This article is published as part of a series of Designer Interviews, where we’re speaking to some of the industry’s most crucial voices about this current – and highly unique – moment in fashion history.
Dries Van Noten’s Spring/Summer 2021 collection was developed during lockdown, in the early stages at least. The designer was working from his home in the countryside outside Antwerp and communicating with his team via Zoom.
“It was a new way of working and also a time for reflection,” he says when we speak, the morning before images of his latest offering are officially released. Van Noten is now back in the warehouse building that houses his business, located on the water front of the Belgian city, famed for its port, its cathedral and, of course, its fashion. “It was a time to think about what’s going to be important in the future; will there still even be fashion in the future? Talking with my creative team one thing became clear: the collection had to be rather simple, rather straightforward but not boring – fresh and optimistic. We wanted to find opportunity in limitation. We looked at a lot of things, we talked about light, about colour. We wanted it to be about individuality, not uniformity, about open-mindedness. And we talked about beauty but not about beauty in the past – about a very active beauty, about finding beauty in smaller things.”
Van Noten next came across the oeuvre of the New Zealand-born filmmaker and artist, Len Lye, and was struck by its inventiveness. “When I first saw his films, I thought they could have been made in the 60s and 70s – psychedelia – but, in fact, it was in the 20s, 30s and 40s.” So piqued was the designer’s interest by Lye’s experimental movies – and later by his essays and his mobiles: he was among the earliest practitioners of kinetic sculpture or, as the artist himself put it, “the art of movement” – that Van Noten got in touch with the Len Lye Foundation and looked further. The result is a formal collaboration and a celebration of a pioneering figurehead of the post-war avant-garde and friend and associate of Man Ray, among others. “His body of work is so different,” Van Noten says, “so unknown. We found it super interesting that Lye painted directly onto film, painted, scratched, made little stencils – incredible. He is an artist who is fascinated by movement and movement for me is also important. I wanted to capture the essence of his work in dress. I love to see clothes moving, I love to see people moving in clothes which is why I love fashion shows. But those are not possible now.”
Himself a pioneer – of experiential fashion shows not least – Van Noten, whose presentations are increasingly among the most impactful on the Paris schedule, never contemplated showing to a live audience this time around. Instead, early on in the process he went “back to books, to the library which I hadn’t done for some time. It occurred to me then that the building blocks of fashion culture are visual, that, until really quite recently, fashion was primarily documented in pictures. If you think of Ray Petri and Buffalo, or Paul Poiret, it was all about image. We knew early on that we were not going to be able to do a live show and when we thought about communicating through image we immediately thought of Viviane Sassen. She is always on our mood board. Her work is so minimal in a way but also so suggestive.”

= PROBLEMS =
1. According to the Dries Van Noten interview, what is Antwerp famed for? List every item.
2. Does each statement agree with the Dries Van Noten interview? Answer yes or no for each, and quote the words that decide it.
(a) In its early stages, the Spring/Summer 2021 collection was developed while the designer worked from home outside Antwerp.
(b) When Van Noten first saw Len Lye's films, he thought they were made in the 20s, 30s and 40s.
(c) Van Noten considered showing this collection to a live audience.
None of the entries after this point is needed.

= DATA PROVIDED =

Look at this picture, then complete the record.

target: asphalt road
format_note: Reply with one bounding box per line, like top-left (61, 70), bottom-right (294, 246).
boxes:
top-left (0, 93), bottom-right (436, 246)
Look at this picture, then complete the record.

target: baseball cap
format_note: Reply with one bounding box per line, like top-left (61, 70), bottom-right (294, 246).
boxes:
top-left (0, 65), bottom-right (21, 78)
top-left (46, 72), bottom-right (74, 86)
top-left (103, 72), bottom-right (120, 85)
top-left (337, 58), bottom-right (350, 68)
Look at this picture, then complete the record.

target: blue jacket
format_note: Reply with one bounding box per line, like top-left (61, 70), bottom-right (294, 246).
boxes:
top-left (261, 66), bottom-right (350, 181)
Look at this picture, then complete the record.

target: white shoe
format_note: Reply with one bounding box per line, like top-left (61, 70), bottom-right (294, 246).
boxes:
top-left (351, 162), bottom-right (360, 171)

= ANSWERS BELOW =
1.
- Its port
- Its cathedral
- Its fashion

2.
(a) Yes: "The designer was working from his home in the countryside outside Antwerp and communicating with his team via Zoom."
(b) No: "When I first saw his films, I thought they could have been made in the 60s and 70s – psychedelia – but, in fact, it was in the 20s, 30s and 40s."
(c) No: "never contemplated showing to a live audience this time around."